Available records -
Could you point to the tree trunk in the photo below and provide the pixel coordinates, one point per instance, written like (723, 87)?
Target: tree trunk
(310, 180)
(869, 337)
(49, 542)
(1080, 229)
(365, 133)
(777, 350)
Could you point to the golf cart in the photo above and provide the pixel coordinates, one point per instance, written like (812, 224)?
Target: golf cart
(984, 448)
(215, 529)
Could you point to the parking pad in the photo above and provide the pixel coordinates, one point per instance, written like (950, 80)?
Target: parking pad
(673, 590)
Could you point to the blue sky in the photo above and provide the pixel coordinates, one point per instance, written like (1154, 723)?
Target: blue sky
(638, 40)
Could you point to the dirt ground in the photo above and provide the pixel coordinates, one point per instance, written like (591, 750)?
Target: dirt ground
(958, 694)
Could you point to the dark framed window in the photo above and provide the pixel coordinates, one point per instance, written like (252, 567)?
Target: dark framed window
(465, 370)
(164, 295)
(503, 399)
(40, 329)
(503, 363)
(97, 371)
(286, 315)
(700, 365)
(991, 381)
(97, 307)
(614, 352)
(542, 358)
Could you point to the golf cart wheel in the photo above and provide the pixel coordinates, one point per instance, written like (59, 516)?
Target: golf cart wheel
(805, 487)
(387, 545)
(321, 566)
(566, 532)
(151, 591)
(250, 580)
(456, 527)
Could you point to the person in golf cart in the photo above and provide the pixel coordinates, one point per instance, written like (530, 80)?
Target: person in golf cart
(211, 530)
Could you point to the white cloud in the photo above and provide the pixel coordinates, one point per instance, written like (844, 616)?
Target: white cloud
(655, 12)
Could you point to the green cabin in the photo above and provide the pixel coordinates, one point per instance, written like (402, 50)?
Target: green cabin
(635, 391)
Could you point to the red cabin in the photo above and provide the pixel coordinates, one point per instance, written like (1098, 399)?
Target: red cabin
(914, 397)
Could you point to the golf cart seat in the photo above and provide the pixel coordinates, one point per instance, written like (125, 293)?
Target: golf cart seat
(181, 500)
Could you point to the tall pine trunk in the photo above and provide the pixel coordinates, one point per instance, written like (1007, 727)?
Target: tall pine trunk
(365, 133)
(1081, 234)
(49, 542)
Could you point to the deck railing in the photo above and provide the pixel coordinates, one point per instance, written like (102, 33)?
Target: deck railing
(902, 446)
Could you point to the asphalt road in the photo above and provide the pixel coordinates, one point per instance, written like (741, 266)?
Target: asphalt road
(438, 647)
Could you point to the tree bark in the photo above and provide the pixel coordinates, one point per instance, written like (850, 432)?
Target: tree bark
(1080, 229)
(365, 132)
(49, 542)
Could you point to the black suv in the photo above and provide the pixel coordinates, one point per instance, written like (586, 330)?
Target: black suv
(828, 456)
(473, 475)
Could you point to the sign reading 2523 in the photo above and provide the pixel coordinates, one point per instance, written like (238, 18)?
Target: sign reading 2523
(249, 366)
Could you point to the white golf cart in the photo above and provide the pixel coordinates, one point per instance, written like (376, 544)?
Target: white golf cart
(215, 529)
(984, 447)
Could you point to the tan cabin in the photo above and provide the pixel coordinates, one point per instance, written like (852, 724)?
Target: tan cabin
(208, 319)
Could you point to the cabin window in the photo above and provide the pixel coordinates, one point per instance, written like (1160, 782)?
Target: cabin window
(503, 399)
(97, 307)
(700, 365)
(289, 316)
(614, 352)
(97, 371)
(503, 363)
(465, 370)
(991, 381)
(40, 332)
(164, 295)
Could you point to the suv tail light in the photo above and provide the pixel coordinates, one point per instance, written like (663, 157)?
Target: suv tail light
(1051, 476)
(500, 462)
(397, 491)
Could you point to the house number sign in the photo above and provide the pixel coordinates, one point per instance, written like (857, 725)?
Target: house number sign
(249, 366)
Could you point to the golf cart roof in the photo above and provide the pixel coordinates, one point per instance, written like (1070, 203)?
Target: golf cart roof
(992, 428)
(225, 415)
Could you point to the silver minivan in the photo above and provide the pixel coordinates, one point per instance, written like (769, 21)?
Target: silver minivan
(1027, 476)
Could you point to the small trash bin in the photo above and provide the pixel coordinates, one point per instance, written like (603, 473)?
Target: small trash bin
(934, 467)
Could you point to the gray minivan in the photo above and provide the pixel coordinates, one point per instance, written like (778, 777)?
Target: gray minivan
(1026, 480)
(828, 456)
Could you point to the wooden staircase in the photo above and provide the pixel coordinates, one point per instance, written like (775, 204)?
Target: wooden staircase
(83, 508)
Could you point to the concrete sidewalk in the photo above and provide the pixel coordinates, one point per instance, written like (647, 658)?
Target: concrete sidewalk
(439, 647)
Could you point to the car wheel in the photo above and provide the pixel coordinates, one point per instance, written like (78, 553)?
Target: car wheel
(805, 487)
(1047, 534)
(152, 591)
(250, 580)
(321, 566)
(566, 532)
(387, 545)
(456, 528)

Description of the task - Rewrite every one of the rows above as a numbered list, leaving out any blank lines.

The answer -
1. Could you point to the tree trunk in the photo below and provide the pixel coordinates, one point per instance, written like (723, 87)?
2. Target: tree trunk
3. (310, 180)
4. (869, 337)
5. (49, 542)
6. (1080, 229)
7. (365, 133)
8. (777, 350)
9. Could you point to the golf cart in the photo above and provide the pixel coordinates, one point per instance, written like (812, 224)?
10. Target: golf cart
11. (984, 448)
12. (215, 529)
13. Could you point to the parking pad in the photo above and provide the pixel coordinates, one point per instance, written like (950, 80)?
14. Target: parking pad
15. (673, 590)
16. Could you point to the blue sky in the photo above and provide the pixel coordinates, one point per instance, written like (1154, 723)?
17. Target: blue sky
18. (638, 40)
19. Could you point to the dirt ground in the photo above and provide the pixel coordinates, one point per instance, written like (591, 750)?
20. Target: dirt ground
21. (958, 694)
22. Could you point to the dark framed window in the photo above and provide the pixel coordinates, one point per instance, written like (252, 567)?
23. Target: dark framed window
24. (465, 370)
25. (164, 295)
26. (503, 399)
27. (40, 329)
28. (503, 363)
29. (97, 371)
30. (286, 315)
31. (700, 365)
32. (991, 381)
33. (97, 307)
34. (614, 352)
35. (542, 358)
36. Could you point to the golf cart wheel in the photo above and provide the pixel coordinates, one point per instance, written like (59, 516)?
37. Target: golf cart wheel
38. (805, 487)
39. (387, 545)
40. (321, 566)
41. (566, 532)
42. (151, 591)
43. (250, 580)
44. (456, 527)
45. Could you point to the person in golf cart in the photo above and provide the pixel coordinates, one point per instance, written like (530, 80)?
46. Target: person in golf cart
47. (211, 530)
48. Could you point to the white cloud in the photo above and provide the pixel coordinates, one point per instance, written like (844, 616)?
49. Target: white cloud
50. (655, 12)
51. Could you point to the green cabin in the photo above and provide the pixel coordinates, one point per instance, written like (402, 50)?
52. Target: green cabin
53. (635, 391)
54. Could you point to the red cabin in the photo above and provide the pixel coordinates, one point per instance, written like (1098, 399)?
55. Target: red cabin
56. (914, 397)
57. Could you point to the golf cart seat in the photo above and provide the pixel coordinates, one point per instance, written like (125, 293)?
58. Target: golf cart seat
59. (181, 500)
60. Could you point to the tall pine trunk in the photo above and provide the pixel coordinates, one point per instance, written like (1007, 727)?
61. Target: tall pine trunk
62. (365, 133)
63. (1081, 234)
64. (49, 542)
65. Could you point to the deck railing in the photo above and provide the pixel coordinates, one point per instance, written like (102, 33)?
66. Target: deck railing
67. (902, 446)
68. Could you point to the asphalt road in the photo above and provide the pixel coordinates, one point per instance, written like (741, 266)?
69. Target: asphalt road
70. (438, 647)
71. Could you point to the tree bark in the photo above and provide the pixel coordinates, one point per instance, written like (850, 432)?
72. Target: tree bark
73. (1080, 229)
74. (365, 132)
75. (49, 542)
76. Could you point to the black suv in the photo above and provide the pixel coordinates, one point per instance, written like (586, 330)?
77. Target: black suv
78. (828, 456)
79. (473, 475)
80. Could you point to the sign reading 2523 in the photo above and provide the pixel coordinates, one point per instance, written like (238, 18)?
81. Target: sign reading 2523
82. (249, 366)
83. Could you point to the white golf cart in the photo above and provide the pixel coordinates, one point per instance, written like (376, 544)?
84. Target: white golf cart
85. (215, 529)
86. (984, 447)
87. Could you point to the tan cabin in the photo above and provide the pixel coordinates, one point per instance, written like (852, 724)?
88. Target: tan cabin
89. (208, 319)
90. Could you point to the cabin window in the photo above and provide the pixel coordinates, one point per instance, written like (1160, 782)?
91. Target: cabin window
92. (503, 399)
93. (97, 307)
94. (700, 365)
95. (289, 316)
96. (614, 352)
97. (97, 371)
98. (503, 363)
99. (465, 370)
100. (991, 381)
101. (40, 332)
102. (164, 295)
103. Could you point to the suv tail light in the photo above and provide the pixel coordinates, one point per instance, written like (663, 157)?
104. Target: suv tail light
105. (1051, 476)
106. (500, 462)
107. (397, 491)
108. Could you point to the house number sign in the photo above and provide the pixel coordinates, one point per instance, written like (857, 725)?
109. Target: house number sign
110. (249, 366)
111. Could you point to the golf cart roof in the photo above and provide the pixel coordinates, one point per instance, written like (1070, 203)?
112. Target: golf cart roof
113. (992, 428)
114. (225, 415)
115. Could you point to the silver minivan in the photo above and provide the pixel coordinates, one point per instance, written like (769, 21)?
116. Target: silver minivan
117. (1027, 476)
118. Could you point to the small trash bin in the photo above and provide the pixel coordinates, one point per instance, written like (603, 473)?
119. Target: small trash bin
120. (934, 467)
121. Could you point to the gray minivan in the photo above and provide the pixel coordinates, one point per instance, written like (778, 777)?
122. Target: gray minivan
123. (1026, 480)
124. (828, 456)
125. Could you point to the wooden staircase in the photo above and provide the pixel coordinates, one point per instance, written like (775, 204)?
126. Target: wooden staircase
127. (83, 508)
128. Could you point to the concrete sidewalk in the photo above and provide the pixel coordinates, one point per instance, written like (647, 658)?
129. Target: concrete sidewalk
130. (439, 647)
131. Could you point to the car wheel in the photo above and provide the pixel coordinates, one point per instance, written like (78, 553)?
132. Target: car wheel
133. (805, 487)
134. (1047, 534)
135. (152, 591)
136. (250, 580)
137. (321, 566)
138. (566, 532)
139. (387, 545)
140. (456, 528)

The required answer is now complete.